Problem to work on: Please list every line in the material below that contains the word "green", copying each such line in full. Case counts, so match uppercase and lowercase letters exactly.

··· Listing ···

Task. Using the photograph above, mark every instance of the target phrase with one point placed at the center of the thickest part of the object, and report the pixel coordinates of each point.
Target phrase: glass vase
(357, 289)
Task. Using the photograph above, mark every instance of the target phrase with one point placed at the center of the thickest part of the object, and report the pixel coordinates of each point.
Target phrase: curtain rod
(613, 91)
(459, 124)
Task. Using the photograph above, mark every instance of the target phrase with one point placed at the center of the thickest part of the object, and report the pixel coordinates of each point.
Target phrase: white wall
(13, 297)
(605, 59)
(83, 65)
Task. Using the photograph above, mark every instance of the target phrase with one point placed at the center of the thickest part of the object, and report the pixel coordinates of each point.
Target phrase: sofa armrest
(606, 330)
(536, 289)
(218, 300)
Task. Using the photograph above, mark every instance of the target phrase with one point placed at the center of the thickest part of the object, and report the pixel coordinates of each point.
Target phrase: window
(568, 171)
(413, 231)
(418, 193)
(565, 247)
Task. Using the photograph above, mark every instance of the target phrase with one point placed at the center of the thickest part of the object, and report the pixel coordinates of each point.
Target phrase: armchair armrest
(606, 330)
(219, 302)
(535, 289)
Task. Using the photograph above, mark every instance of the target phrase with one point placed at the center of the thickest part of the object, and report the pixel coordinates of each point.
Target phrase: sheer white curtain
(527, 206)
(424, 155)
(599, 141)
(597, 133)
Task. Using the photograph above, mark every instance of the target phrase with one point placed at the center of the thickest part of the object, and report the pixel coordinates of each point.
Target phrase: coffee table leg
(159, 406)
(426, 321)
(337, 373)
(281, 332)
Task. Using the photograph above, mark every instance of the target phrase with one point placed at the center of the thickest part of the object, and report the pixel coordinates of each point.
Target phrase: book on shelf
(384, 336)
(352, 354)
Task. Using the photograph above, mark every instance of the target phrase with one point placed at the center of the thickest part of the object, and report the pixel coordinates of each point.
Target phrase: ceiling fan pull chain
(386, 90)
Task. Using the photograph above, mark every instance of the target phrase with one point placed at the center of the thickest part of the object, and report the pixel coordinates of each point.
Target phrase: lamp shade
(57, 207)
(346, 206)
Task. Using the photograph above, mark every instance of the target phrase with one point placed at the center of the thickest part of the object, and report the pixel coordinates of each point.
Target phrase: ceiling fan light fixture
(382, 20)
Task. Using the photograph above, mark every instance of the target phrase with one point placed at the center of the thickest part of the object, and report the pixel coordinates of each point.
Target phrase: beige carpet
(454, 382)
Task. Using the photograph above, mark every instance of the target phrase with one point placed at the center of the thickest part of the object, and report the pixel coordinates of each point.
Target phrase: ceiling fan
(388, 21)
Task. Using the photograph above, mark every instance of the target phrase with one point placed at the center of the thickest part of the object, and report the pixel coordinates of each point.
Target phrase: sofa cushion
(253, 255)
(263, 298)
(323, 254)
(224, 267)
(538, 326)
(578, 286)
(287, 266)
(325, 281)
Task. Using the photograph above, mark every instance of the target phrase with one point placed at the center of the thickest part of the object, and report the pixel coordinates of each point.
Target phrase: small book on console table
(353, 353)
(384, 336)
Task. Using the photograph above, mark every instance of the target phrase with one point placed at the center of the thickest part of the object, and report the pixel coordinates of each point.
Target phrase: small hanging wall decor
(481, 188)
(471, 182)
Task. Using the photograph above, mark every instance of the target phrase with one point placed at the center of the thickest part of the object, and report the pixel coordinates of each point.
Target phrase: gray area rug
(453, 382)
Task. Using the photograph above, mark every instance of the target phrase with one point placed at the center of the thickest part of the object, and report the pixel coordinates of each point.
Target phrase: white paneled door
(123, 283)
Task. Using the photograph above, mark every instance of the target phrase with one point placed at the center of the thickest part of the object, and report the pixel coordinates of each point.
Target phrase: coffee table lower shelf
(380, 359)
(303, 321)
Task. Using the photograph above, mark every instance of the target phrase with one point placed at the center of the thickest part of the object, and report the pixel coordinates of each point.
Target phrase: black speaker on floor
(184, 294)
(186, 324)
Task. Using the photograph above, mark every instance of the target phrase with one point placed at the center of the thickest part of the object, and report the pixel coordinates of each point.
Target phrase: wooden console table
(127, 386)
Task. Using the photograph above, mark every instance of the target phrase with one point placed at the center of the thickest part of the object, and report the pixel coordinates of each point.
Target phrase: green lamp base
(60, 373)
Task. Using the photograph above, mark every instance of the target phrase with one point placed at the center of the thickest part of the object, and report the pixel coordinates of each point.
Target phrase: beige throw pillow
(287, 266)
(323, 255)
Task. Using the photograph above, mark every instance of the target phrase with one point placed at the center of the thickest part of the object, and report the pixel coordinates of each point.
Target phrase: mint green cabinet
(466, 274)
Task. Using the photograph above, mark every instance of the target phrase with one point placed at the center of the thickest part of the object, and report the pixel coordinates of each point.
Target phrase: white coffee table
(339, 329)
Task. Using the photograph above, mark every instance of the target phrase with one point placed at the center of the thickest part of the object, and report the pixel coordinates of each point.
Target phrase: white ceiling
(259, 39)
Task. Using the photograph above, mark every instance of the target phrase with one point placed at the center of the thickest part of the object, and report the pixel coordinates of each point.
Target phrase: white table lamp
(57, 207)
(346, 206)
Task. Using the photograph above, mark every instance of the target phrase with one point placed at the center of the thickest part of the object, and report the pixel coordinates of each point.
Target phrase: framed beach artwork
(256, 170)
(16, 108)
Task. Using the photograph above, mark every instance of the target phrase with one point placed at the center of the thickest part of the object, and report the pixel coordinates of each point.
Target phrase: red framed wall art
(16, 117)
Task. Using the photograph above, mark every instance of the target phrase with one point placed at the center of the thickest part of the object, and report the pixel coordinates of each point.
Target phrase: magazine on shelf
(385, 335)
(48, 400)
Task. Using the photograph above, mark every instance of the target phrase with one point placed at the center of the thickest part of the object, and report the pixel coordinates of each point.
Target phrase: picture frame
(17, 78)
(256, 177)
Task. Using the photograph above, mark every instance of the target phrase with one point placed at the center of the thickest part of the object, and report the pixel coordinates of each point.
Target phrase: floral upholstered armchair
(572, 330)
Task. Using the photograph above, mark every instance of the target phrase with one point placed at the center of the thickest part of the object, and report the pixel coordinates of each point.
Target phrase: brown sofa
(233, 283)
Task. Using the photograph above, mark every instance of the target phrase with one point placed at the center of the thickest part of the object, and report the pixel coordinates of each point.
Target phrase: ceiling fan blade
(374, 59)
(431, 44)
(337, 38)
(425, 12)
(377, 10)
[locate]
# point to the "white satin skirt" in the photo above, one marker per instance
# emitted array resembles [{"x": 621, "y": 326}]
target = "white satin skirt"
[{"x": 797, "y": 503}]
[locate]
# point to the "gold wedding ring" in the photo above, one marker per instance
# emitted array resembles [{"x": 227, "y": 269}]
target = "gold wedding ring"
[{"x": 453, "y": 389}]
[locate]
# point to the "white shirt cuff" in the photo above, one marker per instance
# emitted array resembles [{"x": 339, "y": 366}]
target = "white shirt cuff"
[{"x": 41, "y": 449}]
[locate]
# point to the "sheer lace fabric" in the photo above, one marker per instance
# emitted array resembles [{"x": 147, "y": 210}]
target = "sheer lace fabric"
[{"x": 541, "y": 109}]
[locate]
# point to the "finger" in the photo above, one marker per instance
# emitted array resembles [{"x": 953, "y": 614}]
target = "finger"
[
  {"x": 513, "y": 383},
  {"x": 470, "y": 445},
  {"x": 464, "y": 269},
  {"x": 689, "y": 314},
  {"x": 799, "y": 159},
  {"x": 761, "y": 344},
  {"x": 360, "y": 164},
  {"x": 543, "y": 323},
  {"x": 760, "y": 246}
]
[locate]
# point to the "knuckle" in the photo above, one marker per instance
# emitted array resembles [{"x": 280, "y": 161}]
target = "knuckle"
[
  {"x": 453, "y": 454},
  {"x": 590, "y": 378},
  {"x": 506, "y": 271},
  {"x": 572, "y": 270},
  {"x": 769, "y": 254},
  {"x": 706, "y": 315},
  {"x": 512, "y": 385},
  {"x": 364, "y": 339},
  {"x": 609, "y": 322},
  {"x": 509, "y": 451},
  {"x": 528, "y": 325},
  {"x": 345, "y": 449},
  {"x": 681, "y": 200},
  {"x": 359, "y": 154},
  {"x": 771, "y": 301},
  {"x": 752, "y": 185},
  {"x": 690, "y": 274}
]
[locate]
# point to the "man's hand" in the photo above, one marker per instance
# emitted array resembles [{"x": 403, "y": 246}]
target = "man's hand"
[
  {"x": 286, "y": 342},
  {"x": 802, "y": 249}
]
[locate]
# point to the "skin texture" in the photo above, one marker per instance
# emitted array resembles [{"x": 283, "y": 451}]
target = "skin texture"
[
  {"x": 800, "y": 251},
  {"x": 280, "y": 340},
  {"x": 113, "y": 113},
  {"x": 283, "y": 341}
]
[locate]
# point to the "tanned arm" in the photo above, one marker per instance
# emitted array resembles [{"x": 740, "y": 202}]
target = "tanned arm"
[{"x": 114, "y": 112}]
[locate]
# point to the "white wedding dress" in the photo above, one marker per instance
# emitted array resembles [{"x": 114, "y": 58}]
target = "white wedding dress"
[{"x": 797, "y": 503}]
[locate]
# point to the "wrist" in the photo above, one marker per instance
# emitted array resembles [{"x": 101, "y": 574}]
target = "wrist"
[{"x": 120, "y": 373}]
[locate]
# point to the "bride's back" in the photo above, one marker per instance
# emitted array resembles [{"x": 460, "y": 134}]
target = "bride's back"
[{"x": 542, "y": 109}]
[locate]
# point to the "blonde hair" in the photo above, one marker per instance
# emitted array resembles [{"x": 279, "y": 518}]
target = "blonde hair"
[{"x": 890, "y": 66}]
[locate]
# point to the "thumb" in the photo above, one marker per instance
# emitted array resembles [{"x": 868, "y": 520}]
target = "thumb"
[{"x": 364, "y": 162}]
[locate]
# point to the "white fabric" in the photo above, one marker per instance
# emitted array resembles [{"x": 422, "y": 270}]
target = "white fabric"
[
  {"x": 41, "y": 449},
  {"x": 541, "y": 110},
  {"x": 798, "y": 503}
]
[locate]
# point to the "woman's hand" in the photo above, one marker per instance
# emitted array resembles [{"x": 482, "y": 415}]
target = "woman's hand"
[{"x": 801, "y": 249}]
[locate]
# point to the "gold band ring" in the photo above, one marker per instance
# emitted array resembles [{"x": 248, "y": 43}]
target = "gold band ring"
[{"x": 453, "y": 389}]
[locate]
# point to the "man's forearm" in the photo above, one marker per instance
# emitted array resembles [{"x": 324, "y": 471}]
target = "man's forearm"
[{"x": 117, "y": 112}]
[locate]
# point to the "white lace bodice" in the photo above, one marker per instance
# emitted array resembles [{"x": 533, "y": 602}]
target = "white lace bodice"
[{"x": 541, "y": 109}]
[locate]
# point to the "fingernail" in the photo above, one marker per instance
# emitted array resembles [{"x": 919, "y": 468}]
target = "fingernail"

···

Completed exercise:
Target phrase: green lamp base
Target phrase: mint green cabinet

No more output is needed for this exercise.